Freitag, 19. April 2024

Archiv


Warme Füße dank Rechenpower

Eine Dresdner Firma will ihre Server in Privathäuser auslagern und die Gebäude mithilfe der Abwärme beheizen. Kritiker sehen in dem Konzept aber eine Gefährdung der Datensicherheit.

Von Pia Grund-Ludwig | 15.06.2013
    Computer produzieren Wärme, und das nicht zu knapp. Das mindert aber die Leistung. Deshalb wird in großen Rechenzentren bis zur Hälfte des benötigten Stroms dafür verwendet, zu kühlen. Konzepte, die Abwärme nicht nur entsorgen, sondern sinnvoll verwenden, sind gefragt. So hat sich das Leibniz-Rechenzentrum in München 2012 den Deutschen Rechenzentrumspreis unter anderem mit einem energieeffizienten Konzept der Kühlung gesichert. Gekühlt wird mit warmem Wasser, das im Winter auch zur Heizung der Bürogebäude verwendet werden kann. Auch bei der Deutschen Telekom gibt es Pilotprojekte, um in Wintermonaten in Netzknoten-Rechenzentren mit Abwärme zu heizen. Einer der Gründe für die Zurückhaltung: Die Transportverluste wären zu hoch. Aoterra, ein Unternehmen aus Dresden hat sich nun eine Lösung ausgedacht und bringt Rechner als Teile eines virtuellen Rechenzentrums dahin, wo Wärme benötigt wird. Die Sachsen stellen vernetzte Server in die Keller von privaten Ein- und Zweifamilienhäusern. Dort unterstützen die Server-Farmen die Heizungssysteme. Um sie als Heizung gut nutzen können, dient als Kühlmittel nicht Luft, sondern Wasser, erklärt Jens Struckmeier, Geschäftsführer von Aoterra:

    "Wir haben ein spezielles System entwickelt, bei dem wir die Wärme nicht nur in den Luftkreislauf bringen, sondern wir können die Wärme direkt und sehr effizient in einen Wasserkreislauf bringen. Somit steht diese Wärme dann auch im Heizkreislauf zur Verfügung."

Bereitgestellte Angaben:
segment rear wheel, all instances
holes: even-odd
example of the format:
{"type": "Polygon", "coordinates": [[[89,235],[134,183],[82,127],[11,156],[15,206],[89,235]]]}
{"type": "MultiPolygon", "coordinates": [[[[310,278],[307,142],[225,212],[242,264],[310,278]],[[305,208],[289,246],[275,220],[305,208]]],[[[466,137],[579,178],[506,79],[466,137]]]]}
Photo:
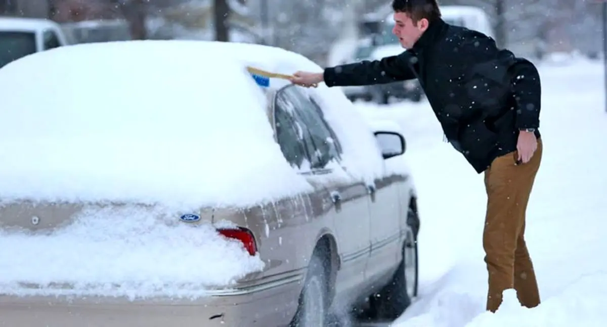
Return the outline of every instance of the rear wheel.
{"type": "Polygon", "coordinates": [[[371,297],[371,311],[375,318],[379,320],[398,318],[411,305],[411,299],[417,295],[417,242],[410,226],[407,226],[405,232],[402,260],[398,268],[390,282],[371,297]]]}
{"type": "Polygon", "coordinates": [[[328,292],[328,257],[322,248],[314,251],[308,266],[299,305],[291,327],[317,327],[327,324],[331,303],[328,292]]]}

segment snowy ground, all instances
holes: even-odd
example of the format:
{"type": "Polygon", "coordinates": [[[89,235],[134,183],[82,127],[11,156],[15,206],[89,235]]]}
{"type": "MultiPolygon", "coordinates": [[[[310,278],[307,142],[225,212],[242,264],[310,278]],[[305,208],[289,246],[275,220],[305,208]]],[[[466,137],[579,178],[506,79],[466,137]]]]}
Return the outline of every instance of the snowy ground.
{"type": "Polygon", "coordinates": [[[450,146],[427,103],[377,107],[408,141],[419,194],[420,294],[393,327],[607,325],[607,113],[603,67],[580,61],[540,66],[544,157],[527,211],[527,245],[543,303],[527,309],[505,295],[484,312],[487,272],[481,235],[486,195],[477,175],[450,146]]]}

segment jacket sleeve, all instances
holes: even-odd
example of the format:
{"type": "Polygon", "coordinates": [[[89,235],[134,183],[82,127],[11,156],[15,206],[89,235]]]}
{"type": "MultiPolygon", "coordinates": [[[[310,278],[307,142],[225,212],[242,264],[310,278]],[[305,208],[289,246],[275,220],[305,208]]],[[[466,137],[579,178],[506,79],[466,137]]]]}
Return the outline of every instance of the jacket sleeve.
{"type": "Polygon", "coordinates": [[[412,70],[415,58],[407,51],[398,56],[373,61],[365,60],[325,69],[327,86],[358,86],[387,84],[416,78],[412,70]]]}
{"type": "Polygon", "coordinates": [[[540,73],[531,61],[517,58],[512,67],[512,92],[517,104],[515,126],[518,129],[538,128],[541,107],[540,73]]]}
{"type": "Polygon", "coordinates": [[[464,81],[461,91],[472,103],[491,107],[492,99],[511,96],[516,104],[515,127],[539,127],[541,87],[534,64],[509,50],[498,49],[493,39],[486,36],[469,39],[462,47],[467,57],[474,58],[456,64],[464,81]]]}

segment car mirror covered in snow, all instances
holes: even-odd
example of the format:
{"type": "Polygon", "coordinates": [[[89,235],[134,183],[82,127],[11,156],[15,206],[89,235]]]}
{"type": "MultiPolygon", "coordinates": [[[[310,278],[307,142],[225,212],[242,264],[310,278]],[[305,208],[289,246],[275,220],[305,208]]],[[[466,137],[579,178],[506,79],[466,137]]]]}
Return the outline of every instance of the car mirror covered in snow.
{"type": "Polygon", "coordinates": [[[375,138],[378,141],[384,159],[401,155],[405,153],[405,138],[396,132],[375,132],[375,138]]]}

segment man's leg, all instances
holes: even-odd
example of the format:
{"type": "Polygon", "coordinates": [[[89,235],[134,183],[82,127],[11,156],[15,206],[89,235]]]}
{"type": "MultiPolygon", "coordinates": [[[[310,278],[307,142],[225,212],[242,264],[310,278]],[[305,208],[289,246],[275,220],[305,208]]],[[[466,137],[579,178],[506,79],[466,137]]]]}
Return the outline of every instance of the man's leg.
{"type": "MultiPolygon", "coordinates": [[[[515,153],[510,153],[496,158],[485,172],[487,201],[483,243],[489,272],[487,309],[492,312],[501,304],[503,291],[515,288],[515,262],[518,261],[521,269],[519,277],[529,278],[528,271],[532,271],[529,269],[532,265],[524,238],[521,239],[518,260],[515,260],[515,254],[519,235],[522,235],[521,232],[524,231],[529,195],[540,166],[541,146],[538,142],[538,151],[526,164],[515,165],[515,153]]],[[[520,288],[529,285],[528,282],[522,283],[520,288]]],[[[537,292],[532,289],[524,292],[531,294],[523,294],[524,298],[531,298],[537,292]]]]}
{"type": "Polygon", "coordinates": [[[532,164],[527,172],[527,177],[524,181],[526,187],[529,187],[529,193],[520,193],[518,199],[520,203],[519,214],[523,217],[523,226],[518,234],[517,240],[517,250],[514,255],[514,289],[517,290],[517,295],[521,305],[527,308],[534,308],[540,304],[540,291],[537,286],[537,280],[535,278],[535,272],[533,263],[529,256],[527,244],[525,243],[525,213],[527,211],[527,204],[529,203],[529,194],[533,189],[535,175],[541,162],[542,155],[541,141],[538,141],[537,150],[534,153],[531,161],[532,164]],[[534,169],[533,168],[535,167],[534,169]]]}

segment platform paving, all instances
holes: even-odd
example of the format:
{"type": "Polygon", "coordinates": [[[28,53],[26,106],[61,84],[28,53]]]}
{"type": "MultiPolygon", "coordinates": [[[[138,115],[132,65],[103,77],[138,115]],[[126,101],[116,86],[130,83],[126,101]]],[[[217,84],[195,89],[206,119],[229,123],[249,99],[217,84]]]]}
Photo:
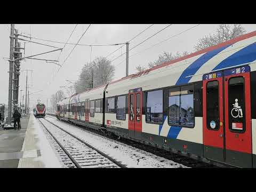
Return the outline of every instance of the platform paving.
{"type": "Polygon", "coordinates": [[[0,131],[0,167],[62,167],[33,114],[21,123],[20,130],[0,131]]]}
{"type": "Polygon", "coordinates": [[[18,167],[29,117],[30,114],[20,119],[20,130],[0,129],[0,168],[18,167]]]}

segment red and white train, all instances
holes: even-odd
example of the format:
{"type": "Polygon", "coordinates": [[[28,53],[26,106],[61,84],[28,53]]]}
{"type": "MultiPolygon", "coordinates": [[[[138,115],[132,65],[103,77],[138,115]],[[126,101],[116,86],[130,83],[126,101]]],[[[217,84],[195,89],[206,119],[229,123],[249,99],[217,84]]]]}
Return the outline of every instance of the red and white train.
{"type": "Polygon", "coordinates": [[[61,119],[256,167],[256,31],[58,103],[61,119]]]}

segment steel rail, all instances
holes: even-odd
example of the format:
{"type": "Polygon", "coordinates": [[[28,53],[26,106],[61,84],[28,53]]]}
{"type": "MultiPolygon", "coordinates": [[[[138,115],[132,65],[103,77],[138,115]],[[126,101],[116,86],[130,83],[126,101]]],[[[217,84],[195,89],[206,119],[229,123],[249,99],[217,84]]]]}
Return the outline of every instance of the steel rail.
{"type": "Polygon", "coordinates": [[[55,141],[57,142],[57,143],[59,145],[59,146],[60,147],[60,148],[63,150],[63,151],[67,154],[67,155],[69,157],[71,161],[75,164],[76,167],[77,168],[82,168],[81,166],[78,164],[78,163],[76,162],[76,160],[72,157],[72,156],[70,155],[70,154],[63,147],[63,146],[59,142],[59,141],[56,139],[56,138],[53,136],[53,135],[51,133],[51,132],[48,130],[48,129],[46,128],[45,125],[42,122],[42,121],[40,120],[39,118],[37,118],[40,123],[42,124],[42,125],[44,126],[44,127],[48,131],[48,132],[50,133],[51,136],[55,140],[55,141]]]}
{"type": "Polygon", "coordinates": [[[87,147],[90,147],[90,148],[95,150],[96,151],[97,151],[99,154],[100,154],[100,155],[101,155],[102,156],[103,156],[103,157],[107,158],[107,159],[108,159],[109,161],[110,161],[111,162],[112,162],[113,163],[115,163],[116,165],[118,165],[118,166],[119,166],[121,168],[127,168],[125,165],[122,164],[122,163],[121,163],[120,162],[117,161],[116,160],[114,159],[114,158],[113,158],[112,157],[111,157],[110,156],[108,156],[108,155],[105,154],[104,153],[101,151],[100,150],[99,150],[99,149],[95,148],[95,147],[92,146],[91,145],[90,145],[90,144],[87,143],[87,142],[86,142],[85,141],[83,141],[82,139],[78,138],[78,137],[77,137],[76,136],[74,135],[74,134],[73,134],[72,133],[70,133],[69,132],[68,132],[68,131],[63,130],[62,128],[60,127],[60,126],[58,126],[57,125],[55,124],[54,123],[52,123],[52,122],[51,122],[50,121],[46,119],[46,118],[44,118],[45,120],[47,121],[48,122],[49,122],[50,123],[53,124],[53,125],[54,125],[55,126],[57,127],[58,128],[59,128],[59,129],[60,129],[61,130],[64,131],[65,132],[67,133],[67,134],[69,134],[70,135],[72,136],[73,137],[76,138],[76,139],[77,139],[79,141],[81,142],[82,143],[84,143],[84,145],[85,145],[86,146],[87,146],[87,147]]]}

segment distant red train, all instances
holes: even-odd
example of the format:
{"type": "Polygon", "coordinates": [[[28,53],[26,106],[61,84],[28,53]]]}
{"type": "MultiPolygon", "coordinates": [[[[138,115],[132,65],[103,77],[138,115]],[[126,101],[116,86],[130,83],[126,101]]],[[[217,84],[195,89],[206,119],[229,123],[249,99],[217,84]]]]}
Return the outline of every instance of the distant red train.
{"type": "Polygon", "coordinates": [[[36,117],[44,117],[45,116],[45,105],[43,103],[38,103],[34,109],[34,115],[36,117]]]}

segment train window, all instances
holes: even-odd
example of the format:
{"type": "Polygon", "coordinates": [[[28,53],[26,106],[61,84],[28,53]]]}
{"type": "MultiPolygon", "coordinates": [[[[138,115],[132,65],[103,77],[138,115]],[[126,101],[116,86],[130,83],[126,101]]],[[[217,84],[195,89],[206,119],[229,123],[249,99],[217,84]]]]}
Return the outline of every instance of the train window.
{"type": "Polygon", "coordinates": [[[244,79],[243,77],[230,78],[228,82],[229,130],[236,132],[245,131],[244,79]]]}
{"type": "Polygon", "coordinates": [[[115,113],[115,98],[108,98],[108,113],[115,113]]]}
{"type": "Polygon", "coordinates": [[[100,99],[95,101],[95,113],[100,113],[100,99]]]}
{"type": "Polygon", "coordinates": [[[85,113],[89,113],[89,102],[88,101],[85,101],[85,113]]]}
{"type": "Polygon", "coordinates": [[[169,93],[168,124],[193,127],[194,90],[192,85],[172,88],[169,93]]]}
{"type": "Polygon", "coordinates": [[[81,103],[77,103],[76,104],[77,105],[77,114],[78,115],[79,115],[79,114],[81,114],[81,103]]]}
{"type": "Polygon", "coordinates": [[[133,94],[131,94],[130,95],[130,120],[133,121],[134,118],[134,97],[133,94]]]}
{"type": "Polygon", "coordinates": [[[219,82],[209,82],[206,85],[206,124],[210,130],[219,129],[219,82]]]}
{"type": "Polygon", "coordinates": [[[136,93],[136,120],[137,121],[140,121],[140,93],[136,93]]]}
{"type": "Polygon", "coordinates": [[[125,107],[126,96],[117,97],[116,102],[116,119],[118,120],[125,120],[125,107]]]}
{"type": "Polygon", "coordinates": [[[84,102],[81,103],[81,116],[84,116],[84,102]]]}
{"type": "Polygon", "coordinates": [[[94,117],[94,100],[90,101],[90,116],[91,117],[94,117]]]}
{"type": "Polygon", "coordinates": [[[163,90],[149,91],[147,93],[146,121],[147,123],[162,124],[163,90]]]}

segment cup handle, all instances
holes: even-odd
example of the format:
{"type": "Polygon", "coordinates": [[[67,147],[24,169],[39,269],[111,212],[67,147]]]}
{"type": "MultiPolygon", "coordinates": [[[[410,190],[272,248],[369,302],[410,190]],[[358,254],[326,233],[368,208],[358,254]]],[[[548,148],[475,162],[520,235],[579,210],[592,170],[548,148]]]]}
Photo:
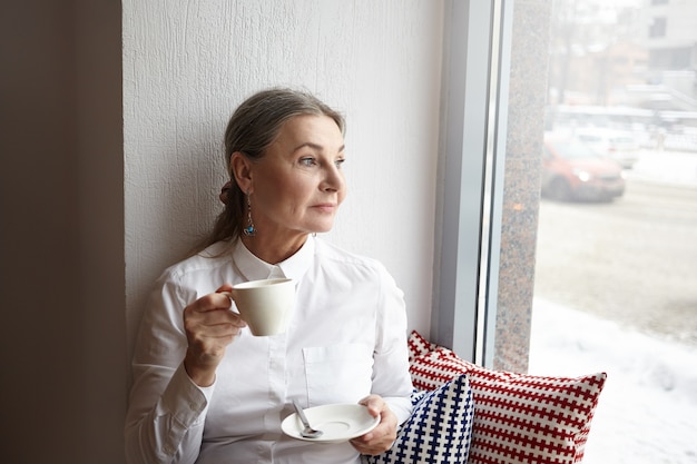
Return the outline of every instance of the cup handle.
{"type": "MultiPolygon", "coordinates": [[[[226,297],[228,297],[230,299],[230,302],[235,303],[235,290],[233,290],[233,292],[220,292],[220,295],[225,295],[226,297]]],[[[239,314],[239,310],[237,309],[236,305],[230,306],[229,310],[232,310],[235,314],[239,314]]]]}

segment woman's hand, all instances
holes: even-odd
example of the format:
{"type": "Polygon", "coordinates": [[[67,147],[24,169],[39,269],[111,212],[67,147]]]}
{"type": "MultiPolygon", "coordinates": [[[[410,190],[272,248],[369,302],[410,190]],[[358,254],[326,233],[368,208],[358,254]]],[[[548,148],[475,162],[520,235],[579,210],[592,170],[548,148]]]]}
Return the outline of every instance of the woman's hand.
{"type": "Polygon", "coordinates": [[[232,289],[226,284],[184,308],[184,329],[188,340],[184,367],[198,386],[213,385],[225,348],[246,326],[237,313],[229,310],[233,302],[222,293],[232,289]]]}
{"type": "Polygon", "coordinates": [[[353,438],[351,444],[361,454],[377,455],[392,447],[396,440],[397,419],[385,401],[377,395],[370,395],[359,402],[367,406],[373,417],[380,416],[380,424],[365,435],[353,438]]]}

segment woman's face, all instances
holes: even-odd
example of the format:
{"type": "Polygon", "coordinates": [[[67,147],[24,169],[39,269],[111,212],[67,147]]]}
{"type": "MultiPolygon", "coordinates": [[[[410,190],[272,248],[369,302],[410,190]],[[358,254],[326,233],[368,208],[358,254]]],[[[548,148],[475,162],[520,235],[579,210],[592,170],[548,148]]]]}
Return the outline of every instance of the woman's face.
{"type": "Polygon", "coordinates": [[[257,234],[331,230],[346,196],[344,138],[327,116],[296,116],[261,160],[249,165],[252,218],[257,234]]]}

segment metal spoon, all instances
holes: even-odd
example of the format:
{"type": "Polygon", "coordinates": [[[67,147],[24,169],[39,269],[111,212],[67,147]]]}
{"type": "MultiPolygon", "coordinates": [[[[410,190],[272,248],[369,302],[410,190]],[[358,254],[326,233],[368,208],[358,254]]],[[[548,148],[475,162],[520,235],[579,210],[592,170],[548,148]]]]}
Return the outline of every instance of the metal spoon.
{"type": "Polygon", "coordinates": [[[301,436],[303,436],[304,438],[318,438],[318,437],[321,437],[322,436],[322,431],[315,431],[314,428],[312,428],[310,426],[310,422],[307,422],[307,417],[305,416],[305,412],[300,406],[300,404],[297,404],[297,402],[295,399],[293,399],[293,406],[295,406],[295,412],[297,413],[297,416],[301,418],[301,422],[305,426],[305,428],[303,428],[301,431],[301,436]]]}

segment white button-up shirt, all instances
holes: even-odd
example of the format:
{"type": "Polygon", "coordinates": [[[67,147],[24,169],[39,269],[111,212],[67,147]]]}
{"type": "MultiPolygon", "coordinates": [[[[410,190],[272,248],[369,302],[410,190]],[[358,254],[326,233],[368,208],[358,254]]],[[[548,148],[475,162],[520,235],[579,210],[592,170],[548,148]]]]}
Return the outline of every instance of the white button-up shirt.
{"type": "Polygon", "coordinates": [[[144,316],[126,421],[129,463],[359,463],[350,443],[291,438],[291,401],[312,407],[381,395],[400,423],[411,413],[403,293],[380,263],[308,237],[278,265],[237,241],[215,244],[168,268],[144,316]],[[185,306],[225,283],[288,277],[296,304],[285,334],[245,327],[213,386],[183,367],[185,306]]]}

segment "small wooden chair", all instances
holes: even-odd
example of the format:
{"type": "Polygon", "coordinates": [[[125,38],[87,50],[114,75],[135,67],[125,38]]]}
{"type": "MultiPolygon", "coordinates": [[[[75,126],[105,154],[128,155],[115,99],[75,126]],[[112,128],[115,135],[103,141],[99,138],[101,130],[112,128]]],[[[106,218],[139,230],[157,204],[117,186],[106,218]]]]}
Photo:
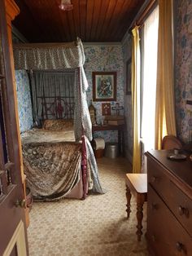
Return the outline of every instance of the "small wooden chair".
{"type": "Polygon", "coordinates": [[[147,176],[146,174],[126,174],[126,197],[127,197],[127,217],[129,218],[131,212],[131,197],[132,194],[137,200],[137,241],[141,241],[142,235],[142,217],[143,205],[147,201],[147,176]]]}

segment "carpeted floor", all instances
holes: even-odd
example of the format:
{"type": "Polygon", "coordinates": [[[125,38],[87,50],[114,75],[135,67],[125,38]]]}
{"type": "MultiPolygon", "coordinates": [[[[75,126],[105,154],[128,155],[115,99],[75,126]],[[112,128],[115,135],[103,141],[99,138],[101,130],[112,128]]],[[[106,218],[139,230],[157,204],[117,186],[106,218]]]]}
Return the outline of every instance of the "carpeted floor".
{"type": "MultiPolygon", "coordinates": [[[[30,256],[148,255],[145,236],[137,241],[134,199],[126,218],[124,174],[130,170],[129,162],[105,157],[98,162],[105,195],[33,205],[28,228],[30,256]]],[[[144,216],[145,212],[146,206],[144,216]]]]}

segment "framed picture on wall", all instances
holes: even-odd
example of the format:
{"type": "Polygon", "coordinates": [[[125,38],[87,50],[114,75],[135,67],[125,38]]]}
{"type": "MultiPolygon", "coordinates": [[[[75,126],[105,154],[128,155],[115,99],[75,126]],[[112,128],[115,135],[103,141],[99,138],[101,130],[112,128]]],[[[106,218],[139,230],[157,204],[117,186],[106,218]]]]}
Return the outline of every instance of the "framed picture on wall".
{"type": "Polygon", "coordinates": [[[131,58],[126,62],[126,95],[131,95],[131,58]]]}
{"type": "Polygon", "coordinates": [[[116,100],[116,72],[93,72],[93,100],[116,100]]]}

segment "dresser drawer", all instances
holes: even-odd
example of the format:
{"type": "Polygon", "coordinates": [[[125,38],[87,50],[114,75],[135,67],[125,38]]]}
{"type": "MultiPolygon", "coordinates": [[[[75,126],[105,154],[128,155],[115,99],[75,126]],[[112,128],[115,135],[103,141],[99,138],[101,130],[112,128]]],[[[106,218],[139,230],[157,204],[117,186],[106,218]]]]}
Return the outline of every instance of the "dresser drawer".
{"type": "Polygon", "coordinates": [[[170,180],[166,170],[151,158],[147,161],[147,180],[153,188],[166,201],[170,194],[170,180]]]}
{"type": "Polygon", "coordinates": [[[192,255],[192,239],[148,186],[147,239],[155,256],[192,255]]]}
{"type": "Polygon", "coordinates": [[[148,181],[192,236],[191,200],[170,180],[164,168],[153,161],[149,161],[148,181]]]}

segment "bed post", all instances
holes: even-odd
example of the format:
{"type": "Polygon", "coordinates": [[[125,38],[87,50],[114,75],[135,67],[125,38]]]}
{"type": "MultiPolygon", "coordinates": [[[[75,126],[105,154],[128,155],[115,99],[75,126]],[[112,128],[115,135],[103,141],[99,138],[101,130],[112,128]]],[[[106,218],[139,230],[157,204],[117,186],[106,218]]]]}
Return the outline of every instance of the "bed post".
{"type": "Polygon", "coordinates": [[[83,197],[85,199],[87,196],[87,155],[86,155],[86,143],[85,135],[82,135],[82,150],[81,150],[81,170],[82,170],[82,179],[83,179],[83,197]]]}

Aufgaben:
1. Formuliere den Ausgangstext beginnend mit "Freitag, 19. April" bis einschließlich "Gefährdung der Datensicherheit." neu und setze dabei "Rechner" anstelle von "Server" ein.
2. Welchen Preis erhielt das Leibniz-Rechenzentrum in München laut Ausgangstext im Jahr 2012?
Maßgeblich ist allein der Ausgangstext.

Lösungen:
1.
Freitag, 19. April 2024

Archiv


Warme Füße dank Rechenpower

Eine Dresdner Firma will ihre Rechner in Privathäuser auslagern und die Gebäude mithilfe der Abwärme beheizen. Kritiker sehen in dem Konzept aber eine Gefährdung der Datensicherheit.

2. Den Deutschen Rechenzentrumspreis.